练习任务:
A: 打印阅读文本中从“getTurn的作用是让一个线程运行,而让其他线程等待,实现串行化。”起、到“272: RecorderRT<_S>::idle_sleep (共调用1次)”为止（含这两处）的内容，一字不改。
B: 找出列表中含有字符串“green”的每一行，并把这些行逐一抄出。匹配时区分大小写。

-------- 阅读文本 --------

所以为了不出现实验和实验数据混乱,我这样去做:
- 只保留speedup-example.cpp一个文件,每次只对这一个文件进行修改,那如何保证修改过程的正确性,除了重复三次检查修改的地方外,借助下面的记录。
- 修改记录表:记录改动信息,包括改动文件及行号、是否保存、是否恢复和备注等。
(附链接:
http://bluecloudmatrix.github.io/jekyll_demo/PARROT%E6%BA%90%E7%A0%81%E6%94%B9%E5%8A%A8%E8%AE%B0%E5%BD%95.xlsx)
我们要通过它弄清楚Parrot的运行,下面是我们的始发地。之所以从它开始是受导师的指点——
How many times the sched_yield() in RRScheduler::wait_t::wait() is called within one execution? Have you figured out the relationship between the number of context switches and sched_yield()?
我们想这应该是最接近答案的入口,于是先尝试直接去探究它。
xtern/lib/runtime/record-scheduler.cpp
- void RRScheduler::getTurn()
- {
- int tid = self();
- assert(tid>=0 && tid < Scheduler::nthread);
- waits[tid].wait();
- dprintf("RRScheduler: %d gets turn\n", self());
- SELFCHECK;
- }
self()返回当前线程的tid,来自xtern/include/tern/runtime/scheduler.h中的struct TidMap:
- /// tern tid for current thread
- static int self() { return self_tid; }
RRScheduler::getTurn是RRScheduler::wait_t::wait的唯一入口。
getTurn的作用是让一个线程运行,而让其他线程等待,实现串行化。
实际上getTurn最早见于struct Serializer,所以这里引出一些重要类的继承关系。
接下来要弄明白是哪里调用了getTurn,以及它在RR调度中起的作用。
在34次直接调用getTurn()的共有五处:
- xtern/lib/runtime/record-runtime.cpp: line 337: SCHED_TIMER_START(共调用30次)
- xtern/lib/runtime/record-runtime.cpp: line 272: RecorderRT<_S>::idle_sleep (共调用1次)
- xtern/lib/runtime/record-scheduler.cpp: line 372: RRScheduler::wait(共调用1次)
- xtern/lib/runtime/record-runtime.cpp: line 376: RecorderRT<_S>::printStat (共调用1次)
- xtern/lib/runtime/record-runtime.cpp: line 286: RecorderRT<_S>::idle_cond_wait(共调用1次)
而调用SCHED_TIMER_START的函数有(它们都在xtern/lib/runtime/record-runtime.cpp):
- RecorderRT<_S>::threadBegin(void)
- RecorderRT<_S>::threadEnd(unsigned ins)

-------- 数据列表 --------

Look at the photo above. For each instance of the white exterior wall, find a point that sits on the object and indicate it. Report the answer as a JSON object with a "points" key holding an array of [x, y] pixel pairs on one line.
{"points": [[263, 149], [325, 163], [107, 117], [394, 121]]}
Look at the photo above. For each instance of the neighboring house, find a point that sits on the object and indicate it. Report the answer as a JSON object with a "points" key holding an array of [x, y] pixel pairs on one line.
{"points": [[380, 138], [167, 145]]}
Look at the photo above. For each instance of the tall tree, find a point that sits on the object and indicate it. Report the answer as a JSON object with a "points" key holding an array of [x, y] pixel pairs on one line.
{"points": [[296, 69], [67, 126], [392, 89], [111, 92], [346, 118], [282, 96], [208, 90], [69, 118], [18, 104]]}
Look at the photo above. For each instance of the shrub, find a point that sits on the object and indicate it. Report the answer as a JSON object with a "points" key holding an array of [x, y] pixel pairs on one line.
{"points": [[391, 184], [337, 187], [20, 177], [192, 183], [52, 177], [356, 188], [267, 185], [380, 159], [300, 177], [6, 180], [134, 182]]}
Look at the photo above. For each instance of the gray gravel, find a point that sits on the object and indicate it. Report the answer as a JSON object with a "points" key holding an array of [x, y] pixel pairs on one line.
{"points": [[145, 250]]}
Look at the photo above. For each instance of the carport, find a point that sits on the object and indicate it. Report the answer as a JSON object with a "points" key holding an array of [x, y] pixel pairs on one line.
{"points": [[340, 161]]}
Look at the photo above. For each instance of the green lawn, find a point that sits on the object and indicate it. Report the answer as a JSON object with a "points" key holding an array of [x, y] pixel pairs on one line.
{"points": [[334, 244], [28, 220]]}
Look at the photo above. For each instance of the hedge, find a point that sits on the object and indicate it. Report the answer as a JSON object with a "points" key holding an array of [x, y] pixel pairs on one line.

--------

参考答案:
A:
getTurn的作用是让一个线程运行,而让其他线程等待,实现串行化。
实际上getTurn最早见于struct Serializer,所以这里引出一些重要类的继承关系。
接下来要弄明白是哪里调用了getTurn,以及它在RR调度中起的作用。
在34次直接调用getTurn()的共有五处:
- xtern/lib/runtime/record-runtime.cpp: line 337: SCHED_TIMER_START(共调用30次)
- xtern/lib/runtime/record-runtime.cpp: line 272: RecorderRT<_S>::idle_sleep (共调用1次)

B:
Look at the photo above. For each instance of the green lawn, find a point that sits on the object and indicate it. Report the answer as a JSON object with a "points" key holding an array of [x, y] pixel pairs on one line.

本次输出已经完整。